- Task requirements:
Pick out every line in the items below that contains the word "sofa", and copy each one. Case counts.

____________

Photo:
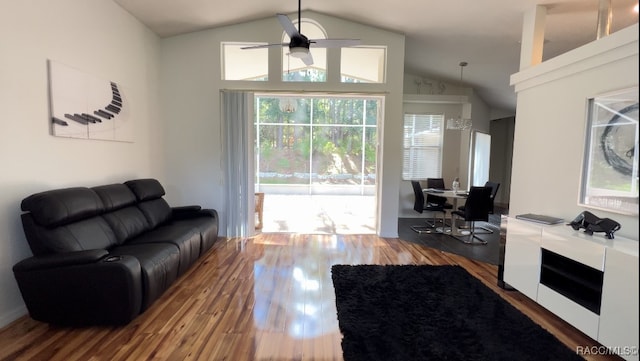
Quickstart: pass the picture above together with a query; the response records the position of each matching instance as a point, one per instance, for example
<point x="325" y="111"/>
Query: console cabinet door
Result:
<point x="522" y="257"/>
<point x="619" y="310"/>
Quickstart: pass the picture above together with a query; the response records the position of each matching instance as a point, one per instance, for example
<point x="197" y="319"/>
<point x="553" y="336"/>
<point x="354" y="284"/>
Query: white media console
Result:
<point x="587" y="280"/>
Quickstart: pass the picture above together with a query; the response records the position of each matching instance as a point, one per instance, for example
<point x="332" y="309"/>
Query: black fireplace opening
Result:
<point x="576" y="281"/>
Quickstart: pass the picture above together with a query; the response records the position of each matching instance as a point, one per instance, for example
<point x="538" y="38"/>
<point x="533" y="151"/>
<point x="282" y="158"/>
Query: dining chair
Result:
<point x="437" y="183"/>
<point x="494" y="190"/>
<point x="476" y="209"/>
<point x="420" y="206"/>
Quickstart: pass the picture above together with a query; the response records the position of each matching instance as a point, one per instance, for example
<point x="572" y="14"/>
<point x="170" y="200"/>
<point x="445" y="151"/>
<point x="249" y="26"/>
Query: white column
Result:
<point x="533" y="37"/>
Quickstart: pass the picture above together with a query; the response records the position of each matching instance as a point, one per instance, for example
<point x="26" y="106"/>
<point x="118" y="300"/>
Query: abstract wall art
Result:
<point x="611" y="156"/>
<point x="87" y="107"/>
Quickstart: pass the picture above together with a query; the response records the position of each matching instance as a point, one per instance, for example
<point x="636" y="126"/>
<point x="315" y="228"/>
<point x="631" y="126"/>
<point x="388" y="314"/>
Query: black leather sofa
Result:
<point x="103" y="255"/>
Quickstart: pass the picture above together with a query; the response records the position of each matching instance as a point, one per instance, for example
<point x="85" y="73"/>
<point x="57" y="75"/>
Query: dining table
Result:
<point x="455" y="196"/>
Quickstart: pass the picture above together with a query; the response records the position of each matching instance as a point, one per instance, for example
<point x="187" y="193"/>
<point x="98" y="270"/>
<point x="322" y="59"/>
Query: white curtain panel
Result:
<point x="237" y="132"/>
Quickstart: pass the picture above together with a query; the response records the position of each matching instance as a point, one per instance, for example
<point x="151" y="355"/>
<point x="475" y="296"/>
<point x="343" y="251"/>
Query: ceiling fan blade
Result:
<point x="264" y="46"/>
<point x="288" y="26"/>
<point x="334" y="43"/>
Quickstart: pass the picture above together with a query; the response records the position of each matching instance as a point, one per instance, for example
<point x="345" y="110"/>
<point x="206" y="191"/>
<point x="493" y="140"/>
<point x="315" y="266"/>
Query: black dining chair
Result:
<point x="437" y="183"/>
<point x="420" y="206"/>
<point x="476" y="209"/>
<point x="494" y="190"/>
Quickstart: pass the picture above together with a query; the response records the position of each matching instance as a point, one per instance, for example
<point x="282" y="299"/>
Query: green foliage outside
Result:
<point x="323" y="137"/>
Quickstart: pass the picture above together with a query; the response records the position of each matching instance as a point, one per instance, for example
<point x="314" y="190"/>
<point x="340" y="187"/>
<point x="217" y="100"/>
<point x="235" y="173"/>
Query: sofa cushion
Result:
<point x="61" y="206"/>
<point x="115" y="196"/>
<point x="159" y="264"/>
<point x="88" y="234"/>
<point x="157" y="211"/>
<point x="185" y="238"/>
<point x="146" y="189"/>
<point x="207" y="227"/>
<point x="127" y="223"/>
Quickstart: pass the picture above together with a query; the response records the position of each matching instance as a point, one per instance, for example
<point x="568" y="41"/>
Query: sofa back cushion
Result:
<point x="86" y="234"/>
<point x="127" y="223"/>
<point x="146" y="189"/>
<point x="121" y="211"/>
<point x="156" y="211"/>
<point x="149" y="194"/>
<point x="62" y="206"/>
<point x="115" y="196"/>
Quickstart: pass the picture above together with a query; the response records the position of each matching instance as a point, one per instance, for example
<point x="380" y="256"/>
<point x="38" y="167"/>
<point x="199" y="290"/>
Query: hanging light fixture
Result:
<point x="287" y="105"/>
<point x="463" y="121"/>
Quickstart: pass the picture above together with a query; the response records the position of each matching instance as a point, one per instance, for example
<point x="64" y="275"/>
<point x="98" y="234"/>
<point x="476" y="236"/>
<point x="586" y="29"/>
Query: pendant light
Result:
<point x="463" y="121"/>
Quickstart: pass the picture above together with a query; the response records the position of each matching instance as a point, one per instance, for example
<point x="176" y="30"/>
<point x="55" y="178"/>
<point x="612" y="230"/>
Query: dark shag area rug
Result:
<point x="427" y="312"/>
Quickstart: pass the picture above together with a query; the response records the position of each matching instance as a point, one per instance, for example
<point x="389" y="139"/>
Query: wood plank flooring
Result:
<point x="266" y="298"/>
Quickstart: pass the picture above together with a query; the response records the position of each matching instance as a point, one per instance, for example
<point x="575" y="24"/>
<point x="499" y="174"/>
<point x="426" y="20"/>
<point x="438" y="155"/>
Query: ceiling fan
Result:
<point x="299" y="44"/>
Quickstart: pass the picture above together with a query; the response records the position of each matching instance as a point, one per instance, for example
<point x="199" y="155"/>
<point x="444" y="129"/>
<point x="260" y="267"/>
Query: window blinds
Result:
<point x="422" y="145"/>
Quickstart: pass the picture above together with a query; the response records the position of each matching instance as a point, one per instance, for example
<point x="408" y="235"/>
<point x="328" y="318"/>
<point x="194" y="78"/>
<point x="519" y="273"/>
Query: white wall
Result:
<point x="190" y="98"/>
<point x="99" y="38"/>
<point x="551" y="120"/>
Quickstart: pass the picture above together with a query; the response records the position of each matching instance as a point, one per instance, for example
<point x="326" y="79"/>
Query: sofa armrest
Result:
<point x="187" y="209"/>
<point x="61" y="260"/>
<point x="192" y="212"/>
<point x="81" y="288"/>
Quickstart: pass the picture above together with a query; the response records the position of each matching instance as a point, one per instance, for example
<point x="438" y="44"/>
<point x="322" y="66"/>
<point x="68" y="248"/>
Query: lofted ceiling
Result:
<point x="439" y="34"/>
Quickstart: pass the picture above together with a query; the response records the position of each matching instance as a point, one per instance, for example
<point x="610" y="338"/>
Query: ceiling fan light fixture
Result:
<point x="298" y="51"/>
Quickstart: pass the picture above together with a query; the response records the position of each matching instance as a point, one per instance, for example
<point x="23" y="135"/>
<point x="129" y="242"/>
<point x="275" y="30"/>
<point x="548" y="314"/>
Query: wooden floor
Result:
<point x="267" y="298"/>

____________

- Answer to the exercise:
Query: black leather sofa
Query: sofa cushion
Query: sofa back cushion
Query: sofa armrest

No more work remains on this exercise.